> **WORK REQUIRED**:
Answer these from the text below on the bank owners' demands:
(a) How many demands did the Bangladesh Association of Banks place before the Ministry of Finance?
(b) What ceiling on paid-up capital for acquiring a bank's fixed assets does the text mention?
(c) In which two cities did the association want permission to open more branches?

> **EXTRACT**:

--- Begin ---

Recently Bangladesh Association of Banks (BAB), an association of bank owners, placed thirteen demands before the Ministry of Finance for consideration of the government. BAB mentioned these demands as ‘unresolved issues of private banking sector’. The issues may be placed under three categories –(i) issues relating to amendment of the Bank Company Act; (ii) issues relating to circulars/directives given by Bangladesh Bank and (iii) issues relating to tax payments and contribution to Workers Profit Participation Fund.

Issues Ralsed 
First category of demands raises three legal issues (i) prior approval of Bangladesh Bank for appointment of Directors, (ii) continuation of tenure of sponsor directors for more than two terms, and (iii) definition of family for inclusion of directors from sponsor family.
 Second category of demands raises as many as 11 (eleven) issuest : (i) waiving provision requirement for unclassified loans, (ii) relaxing ceiling of 30% of paid-up capital for acquiring bank’s fixed assets and also to allow investment of excess fund in stock market, bond market of foreign countries through off shore banking, (iii) withdrawal of restriction on holding more than two board meetings in a month, (iv) withdrawal of restriction on holding board meeting outside the city where the Head Office is located, (va) relaxing norm of opening of urban and rural branches at one:one (1:1) ratio, (vb) allowing opening of more branches in Dhaka and Chittagong city (vc) amending definition of rural and urban areas for opening of branches, (vd) lifting of restriction on space of branch premises, (ve) relaxing restriction on renting branch premises for exceeding 10 years, (vi) waiving restriction on renting out banks own building, and (viii) waiving restriction on ERQ credit card.

--- End ---

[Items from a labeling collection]

--- Begin ---

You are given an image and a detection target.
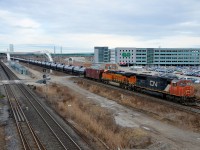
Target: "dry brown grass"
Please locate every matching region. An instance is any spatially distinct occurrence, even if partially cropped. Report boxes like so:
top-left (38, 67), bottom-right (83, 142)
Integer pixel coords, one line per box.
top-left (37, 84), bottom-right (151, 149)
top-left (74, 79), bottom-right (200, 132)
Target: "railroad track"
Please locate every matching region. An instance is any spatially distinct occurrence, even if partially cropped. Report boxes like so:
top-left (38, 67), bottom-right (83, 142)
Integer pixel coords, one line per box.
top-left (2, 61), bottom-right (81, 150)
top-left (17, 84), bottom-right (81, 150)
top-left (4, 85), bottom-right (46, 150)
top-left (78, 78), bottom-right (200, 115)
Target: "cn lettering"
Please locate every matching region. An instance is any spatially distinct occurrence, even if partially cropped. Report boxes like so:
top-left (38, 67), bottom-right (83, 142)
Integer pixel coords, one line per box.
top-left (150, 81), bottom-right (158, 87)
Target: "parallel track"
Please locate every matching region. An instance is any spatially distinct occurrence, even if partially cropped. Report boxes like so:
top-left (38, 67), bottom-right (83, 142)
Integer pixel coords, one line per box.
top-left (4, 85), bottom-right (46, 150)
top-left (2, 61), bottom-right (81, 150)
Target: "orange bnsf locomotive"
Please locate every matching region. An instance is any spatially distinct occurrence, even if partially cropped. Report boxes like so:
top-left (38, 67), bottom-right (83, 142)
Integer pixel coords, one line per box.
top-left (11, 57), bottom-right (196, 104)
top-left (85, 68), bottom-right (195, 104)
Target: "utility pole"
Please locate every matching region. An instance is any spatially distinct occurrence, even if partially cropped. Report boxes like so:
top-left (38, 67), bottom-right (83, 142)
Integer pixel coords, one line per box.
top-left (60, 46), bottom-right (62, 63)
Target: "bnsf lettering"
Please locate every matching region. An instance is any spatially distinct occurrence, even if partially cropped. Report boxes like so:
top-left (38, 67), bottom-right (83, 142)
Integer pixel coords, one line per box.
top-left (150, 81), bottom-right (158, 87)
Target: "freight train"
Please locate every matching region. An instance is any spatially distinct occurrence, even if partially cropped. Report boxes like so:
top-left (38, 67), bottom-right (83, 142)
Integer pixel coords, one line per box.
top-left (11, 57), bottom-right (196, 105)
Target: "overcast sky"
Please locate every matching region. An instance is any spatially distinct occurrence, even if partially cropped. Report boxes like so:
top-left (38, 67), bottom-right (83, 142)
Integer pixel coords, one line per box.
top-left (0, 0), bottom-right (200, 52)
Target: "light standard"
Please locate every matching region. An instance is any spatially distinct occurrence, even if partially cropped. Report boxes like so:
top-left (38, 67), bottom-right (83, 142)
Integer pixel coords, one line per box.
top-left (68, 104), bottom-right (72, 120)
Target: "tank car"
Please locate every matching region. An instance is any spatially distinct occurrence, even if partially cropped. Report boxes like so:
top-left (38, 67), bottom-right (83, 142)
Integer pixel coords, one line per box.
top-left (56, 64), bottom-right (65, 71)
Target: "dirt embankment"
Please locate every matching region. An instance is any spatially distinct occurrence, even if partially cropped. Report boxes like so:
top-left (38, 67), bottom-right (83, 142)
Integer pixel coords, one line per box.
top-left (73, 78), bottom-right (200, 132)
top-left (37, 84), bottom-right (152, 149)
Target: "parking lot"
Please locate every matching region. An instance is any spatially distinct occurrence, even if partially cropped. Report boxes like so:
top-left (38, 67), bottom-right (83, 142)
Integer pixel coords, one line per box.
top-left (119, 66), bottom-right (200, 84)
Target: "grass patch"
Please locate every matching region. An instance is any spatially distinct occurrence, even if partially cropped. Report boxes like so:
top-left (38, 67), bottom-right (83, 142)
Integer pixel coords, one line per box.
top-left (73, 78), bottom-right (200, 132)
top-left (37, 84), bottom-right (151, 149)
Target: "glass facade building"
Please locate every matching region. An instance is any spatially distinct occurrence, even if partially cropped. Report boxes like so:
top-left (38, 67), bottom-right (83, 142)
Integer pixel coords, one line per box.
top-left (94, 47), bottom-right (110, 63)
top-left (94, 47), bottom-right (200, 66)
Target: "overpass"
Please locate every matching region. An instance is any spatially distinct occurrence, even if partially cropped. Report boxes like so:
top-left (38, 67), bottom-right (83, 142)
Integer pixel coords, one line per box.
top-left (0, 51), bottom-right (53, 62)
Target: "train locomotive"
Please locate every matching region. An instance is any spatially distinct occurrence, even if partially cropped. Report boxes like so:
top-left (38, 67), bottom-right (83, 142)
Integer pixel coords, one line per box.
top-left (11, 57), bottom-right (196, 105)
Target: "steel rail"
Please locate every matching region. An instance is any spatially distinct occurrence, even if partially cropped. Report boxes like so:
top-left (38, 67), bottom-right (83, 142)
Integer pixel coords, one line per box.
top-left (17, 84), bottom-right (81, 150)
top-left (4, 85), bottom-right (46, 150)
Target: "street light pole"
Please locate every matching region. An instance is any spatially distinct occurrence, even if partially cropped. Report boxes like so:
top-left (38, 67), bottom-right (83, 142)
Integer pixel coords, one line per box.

--- End ---

> **EXERCISE RESULT**:
(a) Thirteen.
(b) 30% of paid-up capital.
(c) Dhaka and Chittagong.